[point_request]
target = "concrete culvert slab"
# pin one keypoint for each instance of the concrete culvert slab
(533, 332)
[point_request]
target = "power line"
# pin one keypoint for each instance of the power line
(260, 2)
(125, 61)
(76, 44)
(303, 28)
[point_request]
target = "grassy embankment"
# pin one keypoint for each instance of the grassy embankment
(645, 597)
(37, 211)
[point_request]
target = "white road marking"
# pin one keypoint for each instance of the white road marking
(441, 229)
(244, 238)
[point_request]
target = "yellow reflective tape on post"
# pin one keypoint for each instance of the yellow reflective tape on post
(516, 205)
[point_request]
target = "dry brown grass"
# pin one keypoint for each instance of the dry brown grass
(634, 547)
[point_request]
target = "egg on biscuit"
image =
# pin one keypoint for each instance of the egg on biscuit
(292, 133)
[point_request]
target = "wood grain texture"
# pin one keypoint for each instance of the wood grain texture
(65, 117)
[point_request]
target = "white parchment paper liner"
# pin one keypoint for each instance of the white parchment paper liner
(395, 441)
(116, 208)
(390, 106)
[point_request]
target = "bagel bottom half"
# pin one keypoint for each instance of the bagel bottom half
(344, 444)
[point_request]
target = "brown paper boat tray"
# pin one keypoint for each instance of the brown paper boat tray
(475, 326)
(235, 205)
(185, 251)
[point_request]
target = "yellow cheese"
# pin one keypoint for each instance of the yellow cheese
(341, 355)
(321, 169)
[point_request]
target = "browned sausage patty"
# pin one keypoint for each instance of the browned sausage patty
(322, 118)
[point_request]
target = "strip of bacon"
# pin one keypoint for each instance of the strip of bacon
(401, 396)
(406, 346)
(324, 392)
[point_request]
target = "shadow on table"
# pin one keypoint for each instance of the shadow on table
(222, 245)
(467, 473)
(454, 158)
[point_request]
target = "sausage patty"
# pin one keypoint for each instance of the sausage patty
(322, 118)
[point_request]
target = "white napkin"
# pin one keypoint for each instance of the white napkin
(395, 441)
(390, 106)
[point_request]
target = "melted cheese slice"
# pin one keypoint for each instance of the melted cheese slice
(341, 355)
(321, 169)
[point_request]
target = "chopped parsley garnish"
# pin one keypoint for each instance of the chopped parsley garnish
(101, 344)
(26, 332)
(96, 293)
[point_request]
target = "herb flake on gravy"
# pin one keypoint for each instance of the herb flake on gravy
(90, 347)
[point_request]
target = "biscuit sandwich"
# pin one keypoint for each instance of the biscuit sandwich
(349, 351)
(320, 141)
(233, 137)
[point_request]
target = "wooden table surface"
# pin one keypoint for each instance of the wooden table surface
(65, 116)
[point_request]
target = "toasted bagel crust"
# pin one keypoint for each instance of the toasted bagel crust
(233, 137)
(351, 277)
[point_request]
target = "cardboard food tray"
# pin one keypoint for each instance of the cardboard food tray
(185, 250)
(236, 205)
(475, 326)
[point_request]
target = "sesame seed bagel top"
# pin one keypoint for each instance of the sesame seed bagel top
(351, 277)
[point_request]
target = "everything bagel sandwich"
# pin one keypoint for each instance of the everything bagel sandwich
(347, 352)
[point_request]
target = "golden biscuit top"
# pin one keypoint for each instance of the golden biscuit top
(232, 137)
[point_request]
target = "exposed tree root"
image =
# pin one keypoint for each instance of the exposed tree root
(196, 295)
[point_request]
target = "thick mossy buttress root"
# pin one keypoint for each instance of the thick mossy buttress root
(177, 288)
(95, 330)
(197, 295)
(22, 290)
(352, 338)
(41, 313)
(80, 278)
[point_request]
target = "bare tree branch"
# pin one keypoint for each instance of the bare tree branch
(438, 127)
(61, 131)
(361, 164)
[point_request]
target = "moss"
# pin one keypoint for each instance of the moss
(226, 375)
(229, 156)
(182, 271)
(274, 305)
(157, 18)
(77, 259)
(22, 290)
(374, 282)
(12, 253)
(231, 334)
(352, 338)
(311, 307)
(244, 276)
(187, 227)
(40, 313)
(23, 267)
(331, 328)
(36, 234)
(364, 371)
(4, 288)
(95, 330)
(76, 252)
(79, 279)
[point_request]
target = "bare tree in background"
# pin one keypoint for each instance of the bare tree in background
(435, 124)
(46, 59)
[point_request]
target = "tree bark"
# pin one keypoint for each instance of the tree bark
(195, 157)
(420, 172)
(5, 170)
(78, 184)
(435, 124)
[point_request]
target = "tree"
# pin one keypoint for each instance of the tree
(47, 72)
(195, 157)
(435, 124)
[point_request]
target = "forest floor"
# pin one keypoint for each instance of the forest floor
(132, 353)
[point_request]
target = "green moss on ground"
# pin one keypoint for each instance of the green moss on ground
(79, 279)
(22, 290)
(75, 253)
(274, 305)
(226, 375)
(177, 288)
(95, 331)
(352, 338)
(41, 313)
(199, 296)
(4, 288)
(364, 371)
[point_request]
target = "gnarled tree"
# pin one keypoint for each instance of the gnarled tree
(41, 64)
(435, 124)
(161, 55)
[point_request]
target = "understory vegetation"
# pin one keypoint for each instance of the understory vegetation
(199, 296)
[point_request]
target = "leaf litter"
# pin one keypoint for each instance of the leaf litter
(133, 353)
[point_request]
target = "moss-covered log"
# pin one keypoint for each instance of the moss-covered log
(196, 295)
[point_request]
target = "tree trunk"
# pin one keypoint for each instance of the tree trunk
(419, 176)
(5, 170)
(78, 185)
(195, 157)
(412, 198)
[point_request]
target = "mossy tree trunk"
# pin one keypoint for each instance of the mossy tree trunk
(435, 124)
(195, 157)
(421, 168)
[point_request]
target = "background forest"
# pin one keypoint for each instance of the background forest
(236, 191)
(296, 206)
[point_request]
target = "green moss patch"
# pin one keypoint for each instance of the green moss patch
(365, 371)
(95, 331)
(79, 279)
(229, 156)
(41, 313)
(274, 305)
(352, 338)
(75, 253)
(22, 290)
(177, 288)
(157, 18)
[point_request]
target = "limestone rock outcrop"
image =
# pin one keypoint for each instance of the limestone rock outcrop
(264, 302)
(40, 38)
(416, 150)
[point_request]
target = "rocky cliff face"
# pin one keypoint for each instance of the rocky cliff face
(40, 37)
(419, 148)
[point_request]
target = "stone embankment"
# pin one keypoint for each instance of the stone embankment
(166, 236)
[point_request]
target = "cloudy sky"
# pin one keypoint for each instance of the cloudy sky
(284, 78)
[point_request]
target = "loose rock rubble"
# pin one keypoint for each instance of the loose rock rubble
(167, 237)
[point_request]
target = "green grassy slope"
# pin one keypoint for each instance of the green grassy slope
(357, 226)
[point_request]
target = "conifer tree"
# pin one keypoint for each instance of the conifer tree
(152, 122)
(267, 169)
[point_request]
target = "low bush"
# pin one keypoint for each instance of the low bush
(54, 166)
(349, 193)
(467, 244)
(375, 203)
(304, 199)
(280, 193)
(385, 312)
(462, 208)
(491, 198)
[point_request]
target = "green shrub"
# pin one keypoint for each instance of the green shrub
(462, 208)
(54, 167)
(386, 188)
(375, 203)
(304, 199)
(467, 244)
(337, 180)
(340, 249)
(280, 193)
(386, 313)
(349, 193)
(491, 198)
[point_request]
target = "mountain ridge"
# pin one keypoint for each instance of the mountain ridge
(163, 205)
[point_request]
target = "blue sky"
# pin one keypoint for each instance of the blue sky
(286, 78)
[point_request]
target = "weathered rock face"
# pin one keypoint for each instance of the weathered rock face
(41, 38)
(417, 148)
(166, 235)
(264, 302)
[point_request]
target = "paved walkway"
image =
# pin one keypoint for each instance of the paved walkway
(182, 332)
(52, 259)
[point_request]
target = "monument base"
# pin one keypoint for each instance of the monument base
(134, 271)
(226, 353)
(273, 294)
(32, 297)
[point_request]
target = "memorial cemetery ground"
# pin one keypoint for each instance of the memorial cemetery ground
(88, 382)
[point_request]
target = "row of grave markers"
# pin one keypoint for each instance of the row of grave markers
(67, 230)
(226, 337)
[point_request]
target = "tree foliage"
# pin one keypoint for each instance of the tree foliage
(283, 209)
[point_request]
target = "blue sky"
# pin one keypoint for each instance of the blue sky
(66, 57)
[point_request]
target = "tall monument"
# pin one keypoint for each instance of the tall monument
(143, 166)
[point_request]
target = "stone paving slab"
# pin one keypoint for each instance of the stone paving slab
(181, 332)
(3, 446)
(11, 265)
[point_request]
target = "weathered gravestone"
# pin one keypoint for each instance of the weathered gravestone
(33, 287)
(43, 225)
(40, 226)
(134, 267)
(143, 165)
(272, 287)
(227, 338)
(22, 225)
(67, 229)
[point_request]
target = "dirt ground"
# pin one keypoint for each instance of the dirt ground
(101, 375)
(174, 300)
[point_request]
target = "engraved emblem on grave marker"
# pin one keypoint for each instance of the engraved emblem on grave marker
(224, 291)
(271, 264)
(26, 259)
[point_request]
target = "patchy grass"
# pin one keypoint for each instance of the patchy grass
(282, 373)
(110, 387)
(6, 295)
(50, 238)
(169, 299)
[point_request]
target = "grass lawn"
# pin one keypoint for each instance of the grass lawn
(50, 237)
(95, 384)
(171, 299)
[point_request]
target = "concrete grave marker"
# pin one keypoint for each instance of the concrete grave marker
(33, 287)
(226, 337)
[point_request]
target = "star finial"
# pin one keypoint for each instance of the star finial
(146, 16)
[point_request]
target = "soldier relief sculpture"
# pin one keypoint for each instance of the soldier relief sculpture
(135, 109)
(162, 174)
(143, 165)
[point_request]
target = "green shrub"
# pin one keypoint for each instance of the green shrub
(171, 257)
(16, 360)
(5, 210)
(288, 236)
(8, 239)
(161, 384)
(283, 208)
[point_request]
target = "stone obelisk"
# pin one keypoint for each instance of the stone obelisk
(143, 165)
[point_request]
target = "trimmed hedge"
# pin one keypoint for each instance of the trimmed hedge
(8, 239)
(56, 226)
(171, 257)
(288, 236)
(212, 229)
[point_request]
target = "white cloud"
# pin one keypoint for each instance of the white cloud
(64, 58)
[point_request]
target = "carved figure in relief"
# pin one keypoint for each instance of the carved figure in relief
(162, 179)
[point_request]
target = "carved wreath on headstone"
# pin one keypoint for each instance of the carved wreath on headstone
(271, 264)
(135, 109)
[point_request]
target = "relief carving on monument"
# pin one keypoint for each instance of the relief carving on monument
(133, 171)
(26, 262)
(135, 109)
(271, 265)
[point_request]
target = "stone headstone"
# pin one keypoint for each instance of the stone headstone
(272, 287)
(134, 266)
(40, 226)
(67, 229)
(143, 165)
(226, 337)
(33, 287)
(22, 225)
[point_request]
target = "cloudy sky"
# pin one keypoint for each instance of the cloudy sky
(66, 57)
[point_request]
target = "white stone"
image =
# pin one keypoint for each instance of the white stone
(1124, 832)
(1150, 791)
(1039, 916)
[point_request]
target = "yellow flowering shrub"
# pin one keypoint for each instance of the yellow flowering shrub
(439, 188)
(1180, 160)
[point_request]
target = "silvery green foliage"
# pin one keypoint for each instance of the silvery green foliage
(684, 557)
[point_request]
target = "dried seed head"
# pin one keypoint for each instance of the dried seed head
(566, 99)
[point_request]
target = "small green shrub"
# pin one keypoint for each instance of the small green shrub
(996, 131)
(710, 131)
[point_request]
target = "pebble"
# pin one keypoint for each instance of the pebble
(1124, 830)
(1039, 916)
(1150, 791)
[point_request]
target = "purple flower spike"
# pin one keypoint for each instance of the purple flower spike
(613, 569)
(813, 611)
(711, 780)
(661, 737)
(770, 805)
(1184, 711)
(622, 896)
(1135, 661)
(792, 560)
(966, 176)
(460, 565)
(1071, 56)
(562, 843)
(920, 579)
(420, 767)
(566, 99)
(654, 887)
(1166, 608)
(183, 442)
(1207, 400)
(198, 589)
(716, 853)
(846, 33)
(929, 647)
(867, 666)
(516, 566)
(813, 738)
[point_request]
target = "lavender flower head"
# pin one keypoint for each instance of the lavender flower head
· · ·
EXERCISE |
How many lines in the listing above contain the string "patty"? Reply with the number alone.

THE REPLY |
4